● What you need to do: All entries are to be given again verbatim.

● Records supplied:

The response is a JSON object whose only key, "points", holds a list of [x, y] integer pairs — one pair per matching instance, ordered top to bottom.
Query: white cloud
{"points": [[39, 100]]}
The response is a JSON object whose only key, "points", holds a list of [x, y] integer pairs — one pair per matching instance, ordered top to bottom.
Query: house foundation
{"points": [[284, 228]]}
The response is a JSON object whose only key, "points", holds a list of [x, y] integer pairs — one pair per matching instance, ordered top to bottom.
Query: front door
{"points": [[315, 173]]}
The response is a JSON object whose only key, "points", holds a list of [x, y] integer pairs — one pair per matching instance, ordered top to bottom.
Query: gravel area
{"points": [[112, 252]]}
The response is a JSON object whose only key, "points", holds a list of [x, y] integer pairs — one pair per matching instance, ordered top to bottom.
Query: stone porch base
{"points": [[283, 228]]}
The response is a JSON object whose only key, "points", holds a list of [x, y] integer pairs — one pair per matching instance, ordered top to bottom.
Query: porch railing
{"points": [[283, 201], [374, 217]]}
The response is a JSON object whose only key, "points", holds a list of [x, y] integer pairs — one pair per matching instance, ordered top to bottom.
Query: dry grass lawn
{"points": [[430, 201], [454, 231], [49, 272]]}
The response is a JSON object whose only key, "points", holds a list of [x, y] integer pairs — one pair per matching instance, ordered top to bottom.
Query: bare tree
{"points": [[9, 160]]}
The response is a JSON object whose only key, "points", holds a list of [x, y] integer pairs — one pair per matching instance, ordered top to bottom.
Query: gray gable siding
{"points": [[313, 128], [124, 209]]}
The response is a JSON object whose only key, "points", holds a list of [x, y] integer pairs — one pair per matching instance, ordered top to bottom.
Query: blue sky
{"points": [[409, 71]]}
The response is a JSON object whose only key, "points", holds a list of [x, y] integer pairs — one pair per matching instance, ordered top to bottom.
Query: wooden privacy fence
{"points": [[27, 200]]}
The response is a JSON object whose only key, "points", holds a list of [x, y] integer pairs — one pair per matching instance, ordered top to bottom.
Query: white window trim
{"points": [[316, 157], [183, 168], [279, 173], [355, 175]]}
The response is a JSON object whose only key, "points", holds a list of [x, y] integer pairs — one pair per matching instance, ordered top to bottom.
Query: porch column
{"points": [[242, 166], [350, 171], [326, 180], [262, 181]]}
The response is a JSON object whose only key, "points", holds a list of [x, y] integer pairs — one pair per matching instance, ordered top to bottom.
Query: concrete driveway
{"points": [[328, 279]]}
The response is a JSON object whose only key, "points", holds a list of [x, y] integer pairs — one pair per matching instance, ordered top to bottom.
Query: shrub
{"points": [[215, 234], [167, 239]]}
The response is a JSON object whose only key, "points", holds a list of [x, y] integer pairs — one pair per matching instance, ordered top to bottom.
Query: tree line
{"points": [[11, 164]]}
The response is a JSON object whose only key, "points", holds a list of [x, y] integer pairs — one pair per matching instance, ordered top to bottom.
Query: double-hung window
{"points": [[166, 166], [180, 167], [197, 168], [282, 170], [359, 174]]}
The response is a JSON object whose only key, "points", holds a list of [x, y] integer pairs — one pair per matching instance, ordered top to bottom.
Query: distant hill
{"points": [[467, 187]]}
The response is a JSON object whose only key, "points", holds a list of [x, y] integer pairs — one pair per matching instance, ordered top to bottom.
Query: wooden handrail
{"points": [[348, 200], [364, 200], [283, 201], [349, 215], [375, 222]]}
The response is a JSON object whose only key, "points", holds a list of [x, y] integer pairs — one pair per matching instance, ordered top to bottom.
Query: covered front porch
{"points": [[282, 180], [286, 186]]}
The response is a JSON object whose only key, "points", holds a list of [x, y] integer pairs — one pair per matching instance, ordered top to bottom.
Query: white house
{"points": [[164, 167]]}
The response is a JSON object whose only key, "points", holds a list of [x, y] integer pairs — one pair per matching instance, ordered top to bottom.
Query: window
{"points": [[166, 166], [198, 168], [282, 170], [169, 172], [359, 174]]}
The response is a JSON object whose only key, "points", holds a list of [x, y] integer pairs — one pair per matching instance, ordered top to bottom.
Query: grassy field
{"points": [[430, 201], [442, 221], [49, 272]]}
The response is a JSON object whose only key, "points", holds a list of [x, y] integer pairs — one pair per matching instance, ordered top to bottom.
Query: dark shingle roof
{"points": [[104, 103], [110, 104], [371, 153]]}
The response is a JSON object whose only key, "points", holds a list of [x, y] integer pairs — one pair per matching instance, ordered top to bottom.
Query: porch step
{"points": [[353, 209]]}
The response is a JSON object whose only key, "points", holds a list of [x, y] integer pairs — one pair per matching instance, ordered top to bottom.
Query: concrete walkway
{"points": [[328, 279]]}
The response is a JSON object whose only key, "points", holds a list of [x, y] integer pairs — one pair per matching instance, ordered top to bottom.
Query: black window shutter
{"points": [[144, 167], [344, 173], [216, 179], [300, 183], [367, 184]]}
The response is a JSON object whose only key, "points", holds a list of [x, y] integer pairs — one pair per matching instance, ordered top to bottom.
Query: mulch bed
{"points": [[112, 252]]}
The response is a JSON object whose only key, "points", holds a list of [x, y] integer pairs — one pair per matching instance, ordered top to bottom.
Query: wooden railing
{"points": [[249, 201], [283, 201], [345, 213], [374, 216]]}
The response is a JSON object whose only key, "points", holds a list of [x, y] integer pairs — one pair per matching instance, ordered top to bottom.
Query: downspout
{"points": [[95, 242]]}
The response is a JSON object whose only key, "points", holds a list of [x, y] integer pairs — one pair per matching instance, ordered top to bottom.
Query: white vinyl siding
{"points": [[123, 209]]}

● Right answer:
The response is a JSON object whose only key, "points", holds a list of [x, y] integer pairs — one pair per matching instance, ordered top to bottom.
Query: white cloud
{"points": [[39, 100]]}
The response is a JSON object whose only key, "points", holds a list of [x, y] integer pairs — one pair per matching instance, ordered top to bottom.
Query: house foundation
{"points": [[284, 228]]}
The response is a JSON object whose only key, "points", holds a list of [x, y] integer pairs — one pair per matching instance, ordered top to bottom.
Query: front door
{"points": [[315, 173]]}
The response is a JSON object whose only key, "points", holds a list of [x, y] integer pairs — one pair per matching instance, ordered top to bottom.
Query: gravel area
{"points": [[112, 252]]}
The response is a JSON object whose only key, "points", holds a list of [x, y] integer pairs — one pair per matching instance, ordered top to bottom.
Query: stone porch base
{"points": [[283, 228]]}
The response is a JSON object whose only key, "points", holds a list of [x, y] integer pairs — one pair per matching instance, ordered top to bottom.
Query: porch railing
{"points": [[283, 201], [374, 217]]}
The response is a JSON object whose only key, "points", holds a list of [x, y] integer pairs — one pair per matching instance, ordered top to bottom.
Query: dry grass lawn
{"points": [[430, 201], [454, 231], [49, 272]]}
The response is a JSON object whose only key, "points", holds a list of [x, y] integer pairs — one pair per matching instance, ordered top to bottom.
Query: bare tree
{"points": [[9, 160]]}
The response is a JSON object whose only key, "points", holds a list of [x, y] integer pairs — one pair per matching instance, ordered top to bottom.
Query: gray gable siding
{"points": [[313, 128], [124, 209]]}
The response is a JSON object whose only key, "points", holds a list of [x, y] integer pairs — one pair per matching instance, ordered top to bottom.
Query: blue sky
{"points": [[409, 71]]}
The response is a JSON object whose only key, "points", holds a list of [x, y] integer pairs — one pair per matching instance, ordered top to bottom.
Query: wooden privacy fence
{"points": [[27, 200]]}
The response is a JSON object whose only key, "points", holds a list of [x, y] integer pairs — one pair per matching instance, ordered top to bottom.
Query: white window trim
{"points": [[316, 157], [183, 168], [279, 173], [355, 175]]}
The response is a JSON object whose only key, "points", holds a list of [x, y] integer pairs — one pair per matching instance, ordered top to bottom.
Query: porch column
{"points": [[242, 166], [350, 171], [326, 180], [262, 181]]}
The response is a JSON object whose only key, "points", holds a list of [x, y] integer pairs — one pair per matching instance, ordered top to bottom.
Query: concrete driveway
{"points": [[328, 279]]}
The response is a JSON object whose only key, "points", holds a list of [x, y] integer pairs — one pair per matching instance, ordered top to bottom.
Query: shrub
{"points": [[215, 234], [167, 239]]}
The response is a JSON object whose only key, "points", holds a list of [x, y] integer pairs — one pair per matching instance, ordered top to bottom.
Query: tree line
{"points": [[11, 164]]}
The response is a JSON object whose only key, "points", holds a list of [x, y] integer pairs — one pair per matching instance, ordered top to bottom.
Query: double-hung window
{"points": [[166, 166], [180, 167], [197, 168], [282, 170], [359, 174]]}
The response is a JSON object whose only key, "points", holds a list of [x, y] integer pairs — one pair per matching instance, ordered top to bottom.
Query: distant hill
{"points": [[467, 187]]}
The response is a JSON object whose only key, "points", holds a list of [x, y] integer pairs — one pair per matching instance, ordered top to bottom.
Query: wooden handrail
{"points": [[348, 200], [364, 200], [283, 201], [349, 215], [375, 222]]}
The response is a JSON object whose only key, "points", holds a list of [x, y] integer pairs — one pair per matching instance, ordered top to bottom.
Query: covered front porch
{"points": [[282, 180], [286, 186]]}
The response is a JSON object whose only key, "points", holds a list of [x, y] integer pairs — one pair per matching instance, ordered top to bottom.
Query: white house
{"points": [[164, 167]]}
The response is a JSON object whose only key, "points", holds a list of [x, y] integer pairs — one pair per matching instance, ordered top to bottom.
Query: window
{"points": [[166, 166], [198, 168], [282, 170], [169, 172], [359, 174]]}
The response is a JSON object whose only key, "points", holds a list of [x, y] integer pairs — one pair per matching instance, ordered top to bottom.
Query: grassy field
{"points": [[430, 201], [442, 221], [49, 272]]}
The response is a JSON object whose only key, "points", holds a list of [x, y] integer pairs — one pair per matching instance, ordered top to bottom.
Query: dark shingle roof
{"points": [[104, 103], [110, 104], [371, 153]]}
The response is a JSON object whose only key, "points", holds a list of [x, y] integer pairs — one pair per matching instance, ordered top to bottom.
Query: porch step
{"points": [[353, 209]]}
The response is a JSON object whose only key, "points", holds a list of [x, y] integer pairs — one pair per matching instance, ordered top to bottom.
Query: concrete walkway
{"points": [[328, 279]]}
The response is a JSON object whose only key, "points", holds a list of [x, y] integer pairs — one pair per matching instance, ordered top to bottom.
Query: black window shutter
{"points": [[144, 167], [344, 173], [216, 179], [300, 183], [367, 184]]}
The response is a JSON object whose only key, "points", holds a list of [x, y] integer pairs — one pair per matching instance, ordered top to bottom.
Query: mulch bed
{"points": [[112, 252]]}
The response is a JSON object whose only key, "points", holds a list of [x, y] integer pairs — one pair per matching instance, ordered top to bottom.
Query: wooden railing
{"points": [[249, 201], [283, 201], [345, 213], [374, 216]]}
The response is a JSON object whose only key, "points", holds a list of [x, y] integer pairs — one pair per matching instance, ordered top to bottom.
Query: downspout
{"points": [[95, 242]]}
The response is a JSON object whose only key, "points", holds a list of [x, y] integer pairs — one pair per matching instance, ordered top to bottom.
Query: white vinyl siding
{"points": [[123, 209]]}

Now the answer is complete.